##### ИСХОДНЫЙ ТЕКСТ #####

Такая установка порой вынуждала самого Кояловича изображать местное простонародье более однородным и слитным, чем оно на самом деле являлось. Так ему пришлось поступить в программных статьях 1863 года, посвященных стихийным крестьянским выступлениям в Витебской и Могилевской губерниях против повстанцев. Наиболее громкий случай произошел в Динабургском уезде в апреле 1863-го: местные крестьяне разоружили и пленили повстанческий отряд графа Л. Платера, накануне захвативший казенный обоз с оружием. Поколебавшись несколько дней, власти в Петербурге, несмотря на сходство происшествия с памятной галицийской резней 1846 года, признали преступной стороной шляхтичей-партизан, а не крестьян, поднявших руку на лиц из высшего сословия. Вскоре было принято решение о наборе крестьян в т. н. сельские караулы – вооруженную стражу, которая вместе с войсками участвовала в боях с повстанцами или выслеживала их в лесах[553].

##### ИСХОДНЫЕ ДАННЫЕ #####

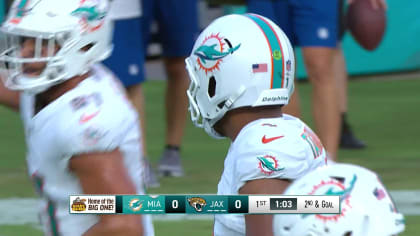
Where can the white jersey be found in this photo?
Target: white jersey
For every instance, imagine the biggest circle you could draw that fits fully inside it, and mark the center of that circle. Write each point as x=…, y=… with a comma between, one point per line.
x=95, y=116
x=283, y=148
x=125, y=9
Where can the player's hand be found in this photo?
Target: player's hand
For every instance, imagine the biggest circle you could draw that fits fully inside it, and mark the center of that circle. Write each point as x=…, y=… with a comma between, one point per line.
x=376, y=4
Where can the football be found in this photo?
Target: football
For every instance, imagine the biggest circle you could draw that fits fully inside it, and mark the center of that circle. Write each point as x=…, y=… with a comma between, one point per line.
x=366, y=24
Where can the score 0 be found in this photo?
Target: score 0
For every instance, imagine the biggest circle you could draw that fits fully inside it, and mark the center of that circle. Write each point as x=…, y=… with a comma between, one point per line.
x=238, y=204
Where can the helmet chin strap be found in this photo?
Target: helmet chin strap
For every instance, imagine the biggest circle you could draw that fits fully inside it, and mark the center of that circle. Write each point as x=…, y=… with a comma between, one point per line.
x=209, y=126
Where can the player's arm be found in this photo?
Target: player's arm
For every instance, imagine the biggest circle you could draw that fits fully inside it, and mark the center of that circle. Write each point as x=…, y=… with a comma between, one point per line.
x=262, y=225
x=104, y=173
x=9, y=98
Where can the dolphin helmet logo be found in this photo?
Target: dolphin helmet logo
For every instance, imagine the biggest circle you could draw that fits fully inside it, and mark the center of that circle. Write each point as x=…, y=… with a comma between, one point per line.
x=212, y=51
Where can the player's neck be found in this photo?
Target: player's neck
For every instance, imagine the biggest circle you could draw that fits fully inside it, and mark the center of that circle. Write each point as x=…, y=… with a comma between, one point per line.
x=234, y=121
x=58, y=90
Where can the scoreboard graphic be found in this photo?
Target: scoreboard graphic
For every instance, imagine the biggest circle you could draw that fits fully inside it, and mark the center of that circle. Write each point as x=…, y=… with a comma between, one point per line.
x=204, y=204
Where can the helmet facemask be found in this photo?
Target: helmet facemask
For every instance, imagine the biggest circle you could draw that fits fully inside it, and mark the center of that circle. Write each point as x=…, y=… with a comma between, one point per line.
x=31, y=61
x=68, y=37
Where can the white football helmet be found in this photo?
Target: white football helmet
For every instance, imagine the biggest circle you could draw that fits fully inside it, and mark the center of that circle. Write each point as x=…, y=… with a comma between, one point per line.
x=80, y=30
x=238, y=61
x=366, y=206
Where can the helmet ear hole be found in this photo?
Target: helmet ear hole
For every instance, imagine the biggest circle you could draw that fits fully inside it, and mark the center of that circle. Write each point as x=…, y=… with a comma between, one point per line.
x=220, y=105
x=87, y=47
x=212, y=87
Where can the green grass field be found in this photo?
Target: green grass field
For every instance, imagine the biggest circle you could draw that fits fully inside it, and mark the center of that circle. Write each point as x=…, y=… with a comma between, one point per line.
x=384, y=113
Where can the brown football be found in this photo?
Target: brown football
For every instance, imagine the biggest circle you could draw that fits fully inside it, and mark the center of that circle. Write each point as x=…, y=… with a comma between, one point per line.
x=366, y=24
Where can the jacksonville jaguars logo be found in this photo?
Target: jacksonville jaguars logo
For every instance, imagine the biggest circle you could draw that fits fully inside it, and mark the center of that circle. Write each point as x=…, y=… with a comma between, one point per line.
x=268, y=164
x=197, y=203
x=212, y=51
x=335, y=187
x=92, y=14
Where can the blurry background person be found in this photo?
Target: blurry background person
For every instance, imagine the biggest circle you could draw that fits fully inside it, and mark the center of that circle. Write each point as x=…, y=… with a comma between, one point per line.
x=80, y=129
x=347, y=138
x=313, y=26
x=127, y=62
x=178, y=28
x=366, y=206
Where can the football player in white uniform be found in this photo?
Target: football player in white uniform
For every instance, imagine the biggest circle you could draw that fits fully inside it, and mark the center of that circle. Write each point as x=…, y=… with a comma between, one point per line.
x=242, y=73
x=366, y=206
x=82, y=134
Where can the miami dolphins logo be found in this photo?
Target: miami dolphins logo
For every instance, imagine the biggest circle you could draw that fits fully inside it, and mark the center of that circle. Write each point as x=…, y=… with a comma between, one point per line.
x=268, y=164
x=135, y=204
x=335, y=187
x=212, y=51
x=21, y=9
x=91, y=13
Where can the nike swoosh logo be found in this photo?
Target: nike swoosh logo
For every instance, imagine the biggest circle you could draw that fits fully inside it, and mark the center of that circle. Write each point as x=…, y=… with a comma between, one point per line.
x=85, y=118
x=267, y=140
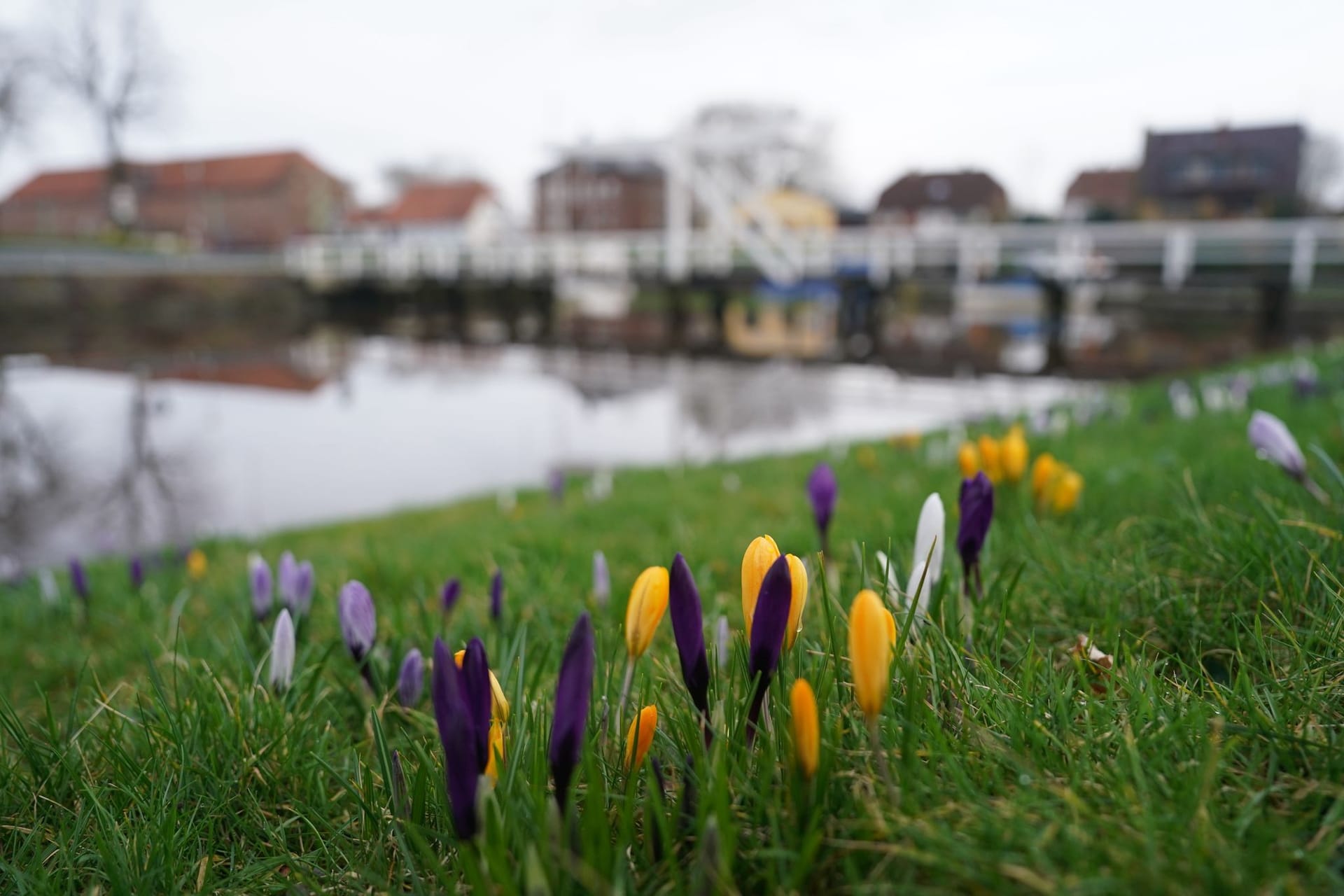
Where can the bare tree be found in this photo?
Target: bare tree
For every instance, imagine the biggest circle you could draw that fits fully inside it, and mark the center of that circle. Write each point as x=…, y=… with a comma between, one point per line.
x=104, y=54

#####

Ответьте по тексту о крестьянских выступлениях 1863 года:
(а) В каком уезде и в каком месяце произошел наиболее громкий случай?
(б) Чей повстанческий отряд разоружили и пленили местные крестьяне?
(в) Как называлась вооруженная стража, в которую решили набирать крестьян?

● **РЕШЕНИЕ ЗАДАНИЯ**
(а) В Динабургском уезде, в апреле 1863 года.
(б) Отряд графа Л. Платера.
(в) Сельские караулы.